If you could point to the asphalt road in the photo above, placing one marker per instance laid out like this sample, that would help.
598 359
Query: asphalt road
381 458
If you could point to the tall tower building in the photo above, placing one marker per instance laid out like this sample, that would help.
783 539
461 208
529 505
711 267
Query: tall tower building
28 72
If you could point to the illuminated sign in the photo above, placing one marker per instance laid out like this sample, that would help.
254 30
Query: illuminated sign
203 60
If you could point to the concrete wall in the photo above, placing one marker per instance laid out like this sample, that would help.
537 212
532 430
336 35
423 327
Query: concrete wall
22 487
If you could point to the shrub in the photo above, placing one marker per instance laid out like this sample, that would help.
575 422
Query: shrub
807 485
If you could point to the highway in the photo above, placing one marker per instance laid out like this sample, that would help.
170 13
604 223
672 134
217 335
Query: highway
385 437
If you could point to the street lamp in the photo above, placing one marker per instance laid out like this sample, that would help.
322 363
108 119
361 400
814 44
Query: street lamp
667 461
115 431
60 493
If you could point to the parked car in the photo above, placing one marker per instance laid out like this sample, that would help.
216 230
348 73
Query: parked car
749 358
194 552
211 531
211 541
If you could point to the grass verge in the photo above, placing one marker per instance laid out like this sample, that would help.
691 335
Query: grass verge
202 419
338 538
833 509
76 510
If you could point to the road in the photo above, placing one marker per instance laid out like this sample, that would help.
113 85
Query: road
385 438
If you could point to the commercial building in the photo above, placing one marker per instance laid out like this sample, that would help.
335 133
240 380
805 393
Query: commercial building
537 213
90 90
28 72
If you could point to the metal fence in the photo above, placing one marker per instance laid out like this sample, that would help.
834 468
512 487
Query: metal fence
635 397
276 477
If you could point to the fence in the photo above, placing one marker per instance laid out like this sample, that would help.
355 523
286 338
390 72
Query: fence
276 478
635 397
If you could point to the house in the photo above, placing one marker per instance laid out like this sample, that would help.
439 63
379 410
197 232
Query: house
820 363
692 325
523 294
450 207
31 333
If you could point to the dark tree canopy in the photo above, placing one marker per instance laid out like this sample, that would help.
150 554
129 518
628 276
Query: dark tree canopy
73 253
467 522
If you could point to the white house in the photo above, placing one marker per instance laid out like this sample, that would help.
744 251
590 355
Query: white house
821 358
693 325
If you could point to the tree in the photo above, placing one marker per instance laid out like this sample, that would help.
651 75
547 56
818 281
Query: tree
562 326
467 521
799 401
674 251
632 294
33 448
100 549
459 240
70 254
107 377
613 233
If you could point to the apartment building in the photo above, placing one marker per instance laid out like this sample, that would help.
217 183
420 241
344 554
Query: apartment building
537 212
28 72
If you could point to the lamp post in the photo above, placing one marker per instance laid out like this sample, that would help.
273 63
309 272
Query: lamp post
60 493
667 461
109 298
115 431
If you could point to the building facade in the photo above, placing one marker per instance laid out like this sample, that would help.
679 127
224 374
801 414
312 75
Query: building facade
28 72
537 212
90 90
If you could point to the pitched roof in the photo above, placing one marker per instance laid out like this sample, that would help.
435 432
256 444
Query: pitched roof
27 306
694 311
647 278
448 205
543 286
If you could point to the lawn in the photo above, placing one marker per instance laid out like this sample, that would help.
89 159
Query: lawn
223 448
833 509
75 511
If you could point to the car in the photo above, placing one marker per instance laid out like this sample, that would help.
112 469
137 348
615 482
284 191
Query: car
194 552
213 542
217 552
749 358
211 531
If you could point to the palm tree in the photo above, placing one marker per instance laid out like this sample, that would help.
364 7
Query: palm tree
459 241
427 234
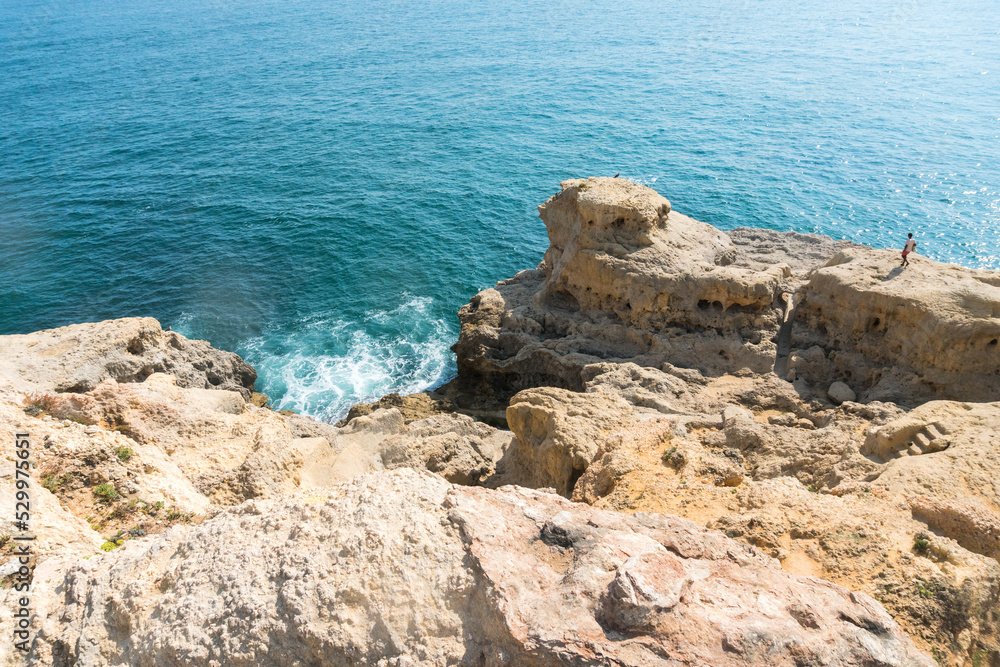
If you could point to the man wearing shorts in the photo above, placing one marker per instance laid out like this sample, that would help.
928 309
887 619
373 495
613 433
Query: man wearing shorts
910 246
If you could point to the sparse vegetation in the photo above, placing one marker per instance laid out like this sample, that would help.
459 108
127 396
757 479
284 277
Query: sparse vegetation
106 492
927 588
53 482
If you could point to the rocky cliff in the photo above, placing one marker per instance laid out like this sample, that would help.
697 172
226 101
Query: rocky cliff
723 448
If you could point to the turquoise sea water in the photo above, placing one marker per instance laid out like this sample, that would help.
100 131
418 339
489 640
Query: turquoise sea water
320 185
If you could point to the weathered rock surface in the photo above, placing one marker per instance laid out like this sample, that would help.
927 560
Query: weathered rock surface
402 568
625 278
78 357
903 334
628 279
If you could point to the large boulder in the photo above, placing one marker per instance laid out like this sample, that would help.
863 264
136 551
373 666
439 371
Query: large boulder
401 568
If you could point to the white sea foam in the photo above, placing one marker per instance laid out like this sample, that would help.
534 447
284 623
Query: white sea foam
327 365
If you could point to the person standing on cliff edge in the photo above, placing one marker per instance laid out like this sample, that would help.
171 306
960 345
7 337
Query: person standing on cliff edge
910 246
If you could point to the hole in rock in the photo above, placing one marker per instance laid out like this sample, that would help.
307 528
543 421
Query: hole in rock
574 477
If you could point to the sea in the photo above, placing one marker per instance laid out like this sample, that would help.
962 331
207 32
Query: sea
319 185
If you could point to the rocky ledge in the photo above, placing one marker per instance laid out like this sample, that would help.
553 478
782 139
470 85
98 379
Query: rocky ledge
743 448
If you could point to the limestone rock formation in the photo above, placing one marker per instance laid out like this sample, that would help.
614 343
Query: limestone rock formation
78 357
627 279
903 334
402 568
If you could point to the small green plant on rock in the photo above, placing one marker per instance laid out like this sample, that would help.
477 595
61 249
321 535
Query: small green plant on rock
926 588
106 492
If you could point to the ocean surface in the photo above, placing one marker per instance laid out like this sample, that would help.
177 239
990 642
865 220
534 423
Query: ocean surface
320 185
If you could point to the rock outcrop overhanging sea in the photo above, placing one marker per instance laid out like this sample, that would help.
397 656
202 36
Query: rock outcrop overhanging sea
666 445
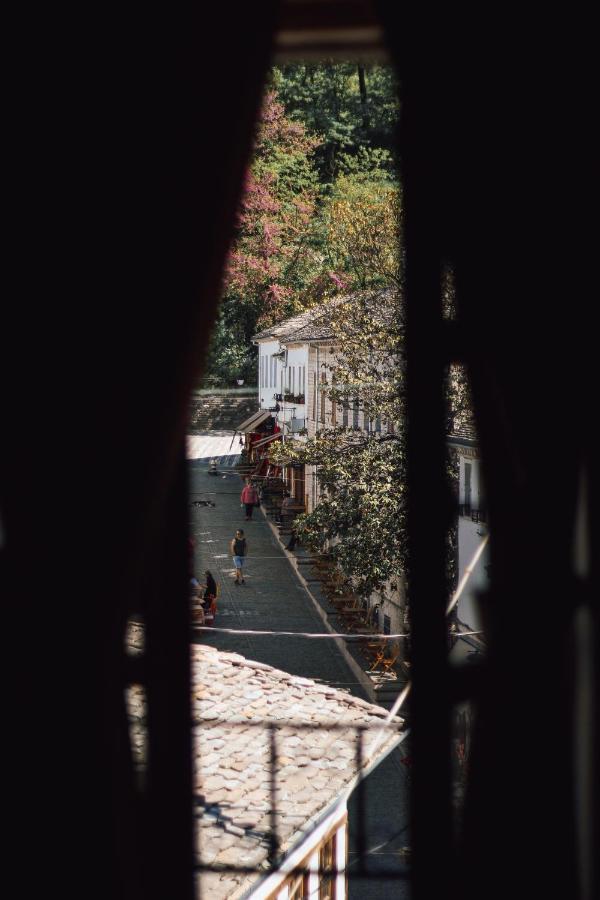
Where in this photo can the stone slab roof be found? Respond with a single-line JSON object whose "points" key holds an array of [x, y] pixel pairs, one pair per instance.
{"points": [[234, 701], [318, 323]]}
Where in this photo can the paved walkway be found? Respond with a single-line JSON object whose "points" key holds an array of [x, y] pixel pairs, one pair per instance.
{"points": [[274, 599]]}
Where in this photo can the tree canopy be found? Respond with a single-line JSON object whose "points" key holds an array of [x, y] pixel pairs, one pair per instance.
{"points": [[319, 206]]}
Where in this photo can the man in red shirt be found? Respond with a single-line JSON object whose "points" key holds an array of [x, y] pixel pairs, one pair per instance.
{"points": [[249, 498]]}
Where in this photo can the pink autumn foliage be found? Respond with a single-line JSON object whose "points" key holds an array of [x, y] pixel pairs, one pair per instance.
{"points": [[269, 223]]}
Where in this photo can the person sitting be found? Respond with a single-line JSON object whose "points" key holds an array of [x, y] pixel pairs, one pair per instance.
{"points": [[210, 590]]}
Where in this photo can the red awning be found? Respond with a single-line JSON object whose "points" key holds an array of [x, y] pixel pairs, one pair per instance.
{"points": [[267, 440]]}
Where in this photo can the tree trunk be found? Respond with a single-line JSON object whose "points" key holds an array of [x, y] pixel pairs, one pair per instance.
{"points": [[362, 83]]}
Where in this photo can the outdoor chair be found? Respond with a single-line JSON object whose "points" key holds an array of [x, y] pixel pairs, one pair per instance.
{"points": [[386, 658], [201, 616]]}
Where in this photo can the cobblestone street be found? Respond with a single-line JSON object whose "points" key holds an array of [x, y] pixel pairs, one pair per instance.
{"points": [[273, 599]]}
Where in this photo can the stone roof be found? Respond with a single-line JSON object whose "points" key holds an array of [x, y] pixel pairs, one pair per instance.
{"points": [[231, 759], [318, 324], [464, 428]]}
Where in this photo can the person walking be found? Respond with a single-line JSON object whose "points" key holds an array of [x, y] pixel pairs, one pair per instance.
{"points": [[249, 498], [239, 550]]}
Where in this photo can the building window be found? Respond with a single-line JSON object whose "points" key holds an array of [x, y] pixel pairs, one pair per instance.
{"points": [[333, 407], [327, 870], [298, 889], [468, 471]]}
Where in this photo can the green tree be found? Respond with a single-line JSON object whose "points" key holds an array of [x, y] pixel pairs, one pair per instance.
{"points": [[350, 106]]}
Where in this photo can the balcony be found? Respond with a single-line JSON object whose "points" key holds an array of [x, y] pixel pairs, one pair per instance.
{"points": [[295, 426], [293, 398], [466, 510]]}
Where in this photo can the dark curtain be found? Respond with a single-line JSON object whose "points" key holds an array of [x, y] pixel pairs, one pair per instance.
{"points": [[131, 134], [496, 150]]}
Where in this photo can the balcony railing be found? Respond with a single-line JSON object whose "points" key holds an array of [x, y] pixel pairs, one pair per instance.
{"points": [[466, 510]]}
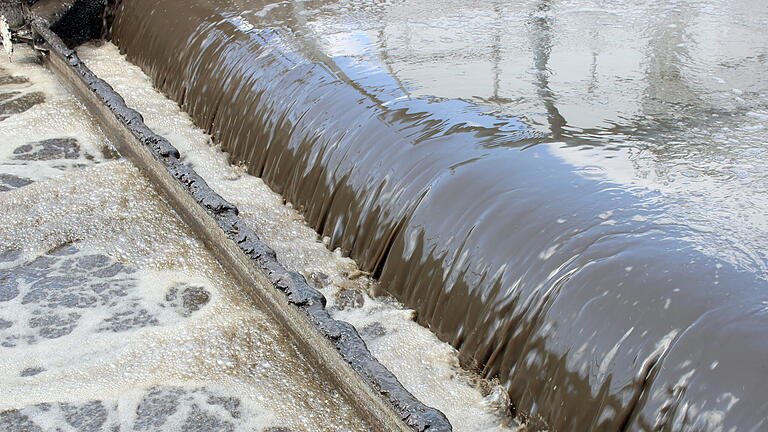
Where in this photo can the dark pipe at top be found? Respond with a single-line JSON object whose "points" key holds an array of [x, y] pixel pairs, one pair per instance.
{"points": [[595, 312]]}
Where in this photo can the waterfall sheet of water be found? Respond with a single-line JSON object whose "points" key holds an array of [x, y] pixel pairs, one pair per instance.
{"points": [[112, 314], [589, 227]]}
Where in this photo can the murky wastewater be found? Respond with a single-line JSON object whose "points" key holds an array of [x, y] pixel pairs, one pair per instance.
{"points": [[112, 315], [570, 193], [425, 366]]}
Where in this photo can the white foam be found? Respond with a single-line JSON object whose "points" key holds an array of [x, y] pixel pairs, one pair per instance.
{"points": [[111, 312], [426, 367]]}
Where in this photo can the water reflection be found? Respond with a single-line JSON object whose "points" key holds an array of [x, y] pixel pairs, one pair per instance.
{"points": [[668, 96]]}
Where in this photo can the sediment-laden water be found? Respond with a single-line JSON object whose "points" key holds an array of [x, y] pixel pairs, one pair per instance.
{"points": [[112, 315], [426, 367], [572, 194]]}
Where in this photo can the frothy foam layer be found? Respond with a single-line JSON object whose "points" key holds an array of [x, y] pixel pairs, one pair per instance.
{"points": [[426, 367], [111, 313]]}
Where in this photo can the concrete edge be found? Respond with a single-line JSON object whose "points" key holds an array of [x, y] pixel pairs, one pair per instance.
{"points": [[334, 346]]}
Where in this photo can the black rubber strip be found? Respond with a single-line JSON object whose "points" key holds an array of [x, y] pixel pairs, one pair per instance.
{"points": [[309, 300]]}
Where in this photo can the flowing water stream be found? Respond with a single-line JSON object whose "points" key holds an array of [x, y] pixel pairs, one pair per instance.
{"points": [[114, 316], [570, 193]]}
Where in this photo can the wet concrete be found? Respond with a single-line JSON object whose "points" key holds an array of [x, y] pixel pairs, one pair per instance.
{"points": [[113, 316], [603, 297]]}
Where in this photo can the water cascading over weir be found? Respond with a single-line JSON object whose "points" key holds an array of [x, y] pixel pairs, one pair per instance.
{"points": [[595, 312]]}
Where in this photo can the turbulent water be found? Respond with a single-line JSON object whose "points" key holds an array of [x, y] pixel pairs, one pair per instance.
{"points": [[112, 315], [570, 193], [425, 366]]}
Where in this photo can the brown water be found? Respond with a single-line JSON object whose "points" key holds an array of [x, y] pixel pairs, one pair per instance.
{"points": [[572, 193]]}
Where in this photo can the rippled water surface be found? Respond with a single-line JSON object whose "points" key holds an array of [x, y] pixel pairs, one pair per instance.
{"points": [[572, 194], [112, 315], [660, 96]]}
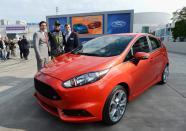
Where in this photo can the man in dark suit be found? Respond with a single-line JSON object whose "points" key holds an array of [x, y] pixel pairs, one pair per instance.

DIRECTIONS FOR THIS TASK:
Give again the lines from the line that contains "Where in this photo can the brown" through the last line of the material above, exactly and with both ends included. Omit the pictures.

WRITTEN RESPONSE:
Where in this photo can the brown water be found? Respond with a single-line JSON object whose "points" key holds an array of [x, y] pixel pairs, one pair per instance.
{"points": [[572, 193]]}
Where in this photo can the rippled water surface be found? Respond with a single-line JSON object whose "points" key holds an array of [x, y] pixel pairs, one pair per instance.
{"points": [[572, 194], [112, 315], [660, 96]]}
Where in this photo can the man in dark suit be found? Respond with a single-line JSON object whose "points" key holds an array of [x, y] pixel pairs, one pair per instance.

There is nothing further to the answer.